▸ **Exercise goal**
Return everything from the line containing "Drop one dot on each instance of the glowing lava" down to the line containing "[1269, 406]" in the items below, both lines included, repeating each line exactly.

▸ **Task material**
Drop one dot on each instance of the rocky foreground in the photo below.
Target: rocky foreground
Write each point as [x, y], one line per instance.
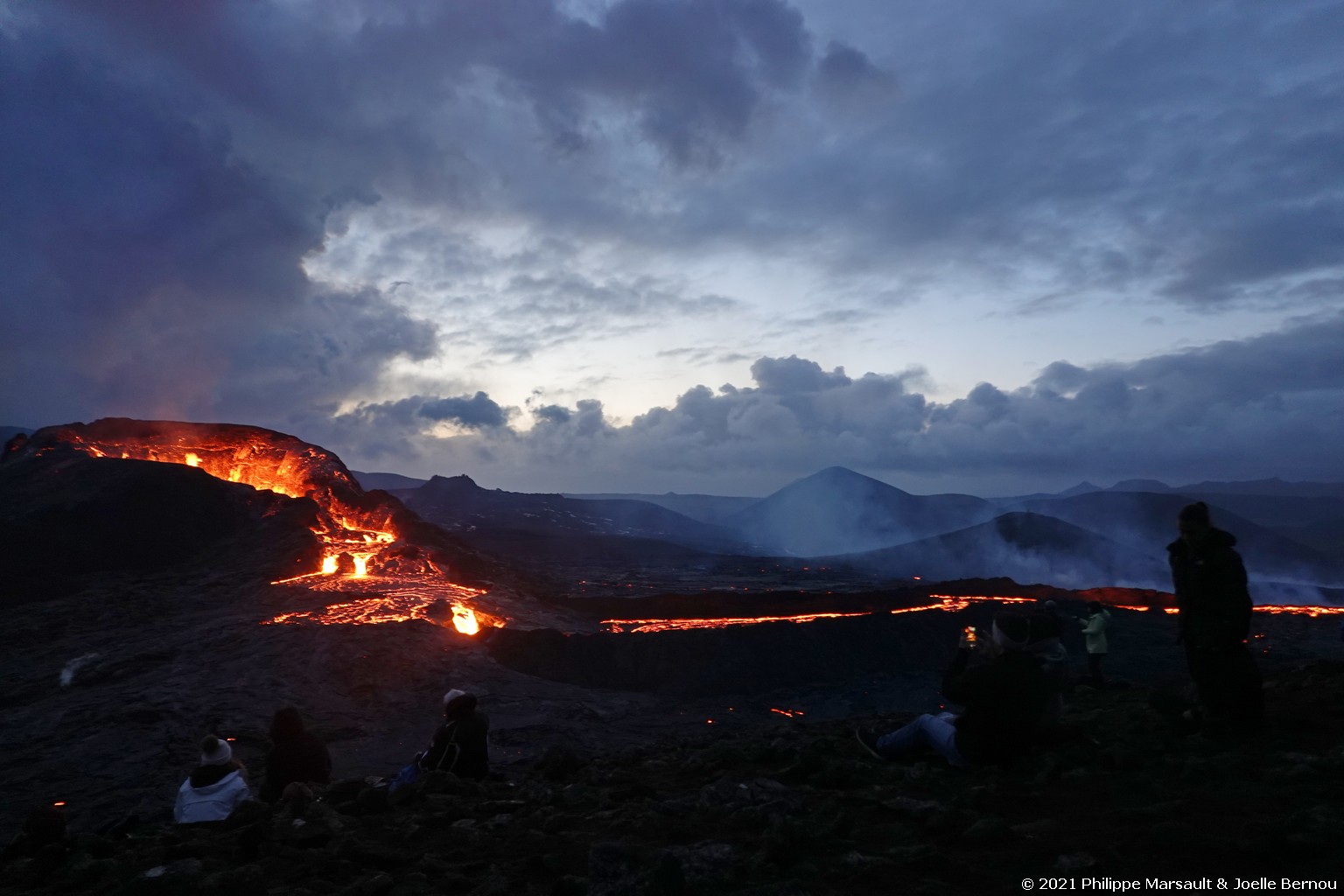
[1123, 793]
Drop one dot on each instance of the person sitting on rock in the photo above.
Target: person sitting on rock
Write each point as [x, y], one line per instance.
[1004, 702]
[1214, 622]
[296, 757]
[1095, 634]
[215, 788]
[460, 745]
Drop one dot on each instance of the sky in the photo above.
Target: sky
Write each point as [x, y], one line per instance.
[687, 245]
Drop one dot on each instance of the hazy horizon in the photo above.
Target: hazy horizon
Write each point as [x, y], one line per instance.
[675, 245]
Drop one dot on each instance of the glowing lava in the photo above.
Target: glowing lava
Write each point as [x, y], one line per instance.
[464, 620]
[363, 554]
[672, 625]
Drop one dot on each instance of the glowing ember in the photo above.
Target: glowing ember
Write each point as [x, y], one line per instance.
[1298, 610]
[672, 625]
[464, 620]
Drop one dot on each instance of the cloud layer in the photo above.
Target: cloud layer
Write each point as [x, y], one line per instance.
[454, 235]
[1269, 406]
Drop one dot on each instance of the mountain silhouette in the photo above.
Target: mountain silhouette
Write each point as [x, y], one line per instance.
[1026, 547]
[839, 511]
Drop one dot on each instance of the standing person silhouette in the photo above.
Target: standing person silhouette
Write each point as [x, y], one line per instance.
[1095, 633]
[1215, 617]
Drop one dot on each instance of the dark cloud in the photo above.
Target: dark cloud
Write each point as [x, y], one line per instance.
[1265, 406]
[478, 411]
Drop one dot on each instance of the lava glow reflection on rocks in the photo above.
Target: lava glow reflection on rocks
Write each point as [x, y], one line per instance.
[396, 601]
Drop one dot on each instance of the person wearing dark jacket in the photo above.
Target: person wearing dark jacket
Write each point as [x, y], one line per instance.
[296, 757]
[1214, 622]
[460, 745]
[1004, 703]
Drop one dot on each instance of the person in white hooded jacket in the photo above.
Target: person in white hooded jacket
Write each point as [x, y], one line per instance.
[215, 788]
[1095, 632]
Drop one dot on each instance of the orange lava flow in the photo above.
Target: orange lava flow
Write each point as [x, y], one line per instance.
[1298, 609]
[674, 625]
[283, 465]
[396, 602]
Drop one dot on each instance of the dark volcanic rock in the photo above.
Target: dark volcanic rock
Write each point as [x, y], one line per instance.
[734, 659]
[735, 813]
[74, 514]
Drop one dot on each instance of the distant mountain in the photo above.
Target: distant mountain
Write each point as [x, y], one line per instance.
[1266, 488]
[706, 508]
[1026, 547]
[1140, 485]
[386, 481]
[1146, 522]
[839, 511]
[463, 507]
[10, 431]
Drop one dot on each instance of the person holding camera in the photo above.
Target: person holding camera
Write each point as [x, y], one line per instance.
[1004, 700]
[1214, 620]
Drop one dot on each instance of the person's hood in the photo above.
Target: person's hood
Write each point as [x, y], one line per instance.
[1216, 539]
[213, 778]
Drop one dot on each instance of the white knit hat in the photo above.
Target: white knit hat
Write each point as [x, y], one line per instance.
[220, 754]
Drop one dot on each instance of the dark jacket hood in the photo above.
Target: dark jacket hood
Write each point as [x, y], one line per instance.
[1216, 540]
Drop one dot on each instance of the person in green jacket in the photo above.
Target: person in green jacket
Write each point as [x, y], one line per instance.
[1095, 634]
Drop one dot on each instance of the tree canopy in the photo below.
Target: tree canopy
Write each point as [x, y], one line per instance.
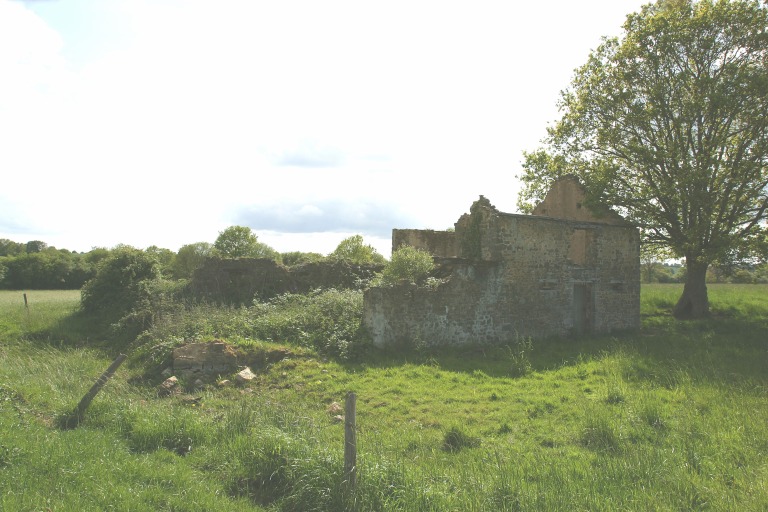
[241, 242]
[668, 124]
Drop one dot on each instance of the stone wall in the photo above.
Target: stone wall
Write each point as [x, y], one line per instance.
[239, 281]
[519, 275]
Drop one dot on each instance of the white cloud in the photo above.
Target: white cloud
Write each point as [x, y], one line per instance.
[203, 110]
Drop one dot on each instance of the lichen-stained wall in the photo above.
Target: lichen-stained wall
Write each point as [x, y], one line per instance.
[518, 275]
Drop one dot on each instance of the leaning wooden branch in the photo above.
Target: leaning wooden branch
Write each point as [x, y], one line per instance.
[73, 419]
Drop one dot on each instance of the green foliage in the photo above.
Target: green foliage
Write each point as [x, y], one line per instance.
[327, 320]
[519, 357]
[241, 242]
[291, 259]
[355, 250]
[165, 258]
[49, 269]
[122, 282]
[407, 264]
[672, 418]
[190, 257]
[668, 125]
[456, 439]
[10, 248]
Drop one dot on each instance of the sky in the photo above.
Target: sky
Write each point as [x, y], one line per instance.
[163, 122]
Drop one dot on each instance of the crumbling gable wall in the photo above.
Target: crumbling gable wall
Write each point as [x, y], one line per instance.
[527, 275]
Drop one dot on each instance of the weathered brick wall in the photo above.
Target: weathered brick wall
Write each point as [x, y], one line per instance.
[521, 275]
[239, 281]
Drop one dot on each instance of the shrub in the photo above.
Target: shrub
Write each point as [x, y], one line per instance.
[519, 357]
[121, 282]
[407, 264]
[328, 320]
[354, 250]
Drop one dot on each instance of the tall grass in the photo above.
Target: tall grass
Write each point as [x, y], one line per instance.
[673, 417]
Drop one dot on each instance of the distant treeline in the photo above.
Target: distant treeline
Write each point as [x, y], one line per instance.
[35, 265]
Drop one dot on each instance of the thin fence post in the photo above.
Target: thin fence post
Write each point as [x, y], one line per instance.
[350, 440]
[79, 412]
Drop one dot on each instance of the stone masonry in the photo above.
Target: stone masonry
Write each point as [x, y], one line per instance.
[560, 271]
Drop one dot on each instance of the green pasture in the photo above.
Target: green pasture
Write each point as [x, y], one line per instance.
[673, 417]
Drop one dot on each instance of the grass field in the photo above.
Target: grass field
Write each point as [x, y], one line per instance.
[673, 417]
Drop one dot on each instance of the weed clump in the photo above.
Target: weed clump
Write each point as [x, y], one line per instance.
[519, 357]
[456, 439]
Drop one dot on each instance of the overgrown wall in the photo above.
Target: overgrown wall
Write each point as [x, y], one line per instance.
[239, 281]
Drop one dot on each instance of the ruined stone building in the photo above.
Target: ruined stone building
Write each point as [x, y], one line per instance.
[557, 272]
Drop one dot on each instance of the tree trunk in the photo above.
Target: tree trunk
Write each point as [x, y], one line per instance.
[694, 303]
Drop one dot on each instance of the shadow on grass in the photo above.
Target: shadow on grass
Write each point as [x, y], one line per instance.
[728, 347]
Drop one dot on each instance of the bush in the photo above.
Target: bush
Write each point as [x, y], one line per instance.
[327, 320]
[409, 265]
[121, 282]
[354, 250]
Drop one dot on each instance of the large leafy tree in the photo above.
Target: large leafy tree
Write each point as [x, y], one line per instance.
[669, 124]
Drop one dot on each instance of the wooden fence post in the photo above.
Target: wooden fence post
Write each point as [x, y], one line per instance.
[77, 415]
[350, 440]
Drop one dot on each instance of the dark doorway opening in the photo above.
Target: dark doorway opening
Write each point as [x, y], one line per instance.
[583, 308]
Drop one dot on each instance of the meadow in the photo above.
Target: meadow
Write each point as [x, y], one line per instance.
[672, 417]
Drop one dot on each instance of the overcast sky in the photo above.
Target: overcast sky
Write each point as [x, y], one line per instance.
[162, 122]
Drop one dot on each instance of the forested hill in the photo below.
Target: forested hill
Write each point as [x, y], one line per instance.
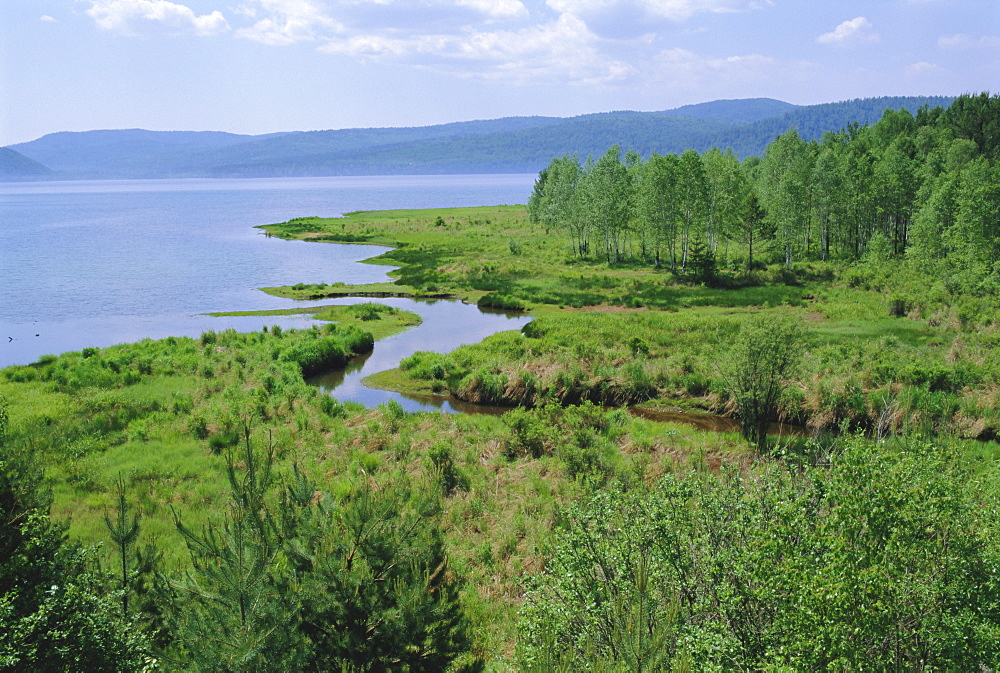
[16, 166]
[511, 144]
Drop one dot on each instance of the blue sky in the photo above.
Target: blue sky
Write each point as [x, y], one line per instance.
[256, 66]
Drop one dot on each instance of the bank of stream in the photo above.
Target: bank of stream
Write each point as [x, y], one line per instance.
[448, 324]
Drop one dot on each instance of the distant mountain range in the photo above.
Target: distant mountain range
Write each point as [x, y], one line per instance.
[506, 145]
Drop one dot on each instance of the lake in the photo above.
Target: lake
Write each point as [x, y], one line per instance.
[95, 263]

▸ **Written answer**
Drop one dot on each instance of the glowing lava in the photo above.
Target: glowing lava
Write each point as [x, y], one line per instance.
[464, 620]
[363, 554]
[672, 625]
Drop one dot on each instance of the glowing ember in the photo above.
Target: glowing ember
Write each point as [x, y], one line per instance.
[1298, 610]
[672, 625]
[464, 620]
Drop one dot on each instance of the cloud layer in the photo above.
Target: cloud layer
Write each point as [x, y], one line per instance.
[454, 235]
[1269, 406]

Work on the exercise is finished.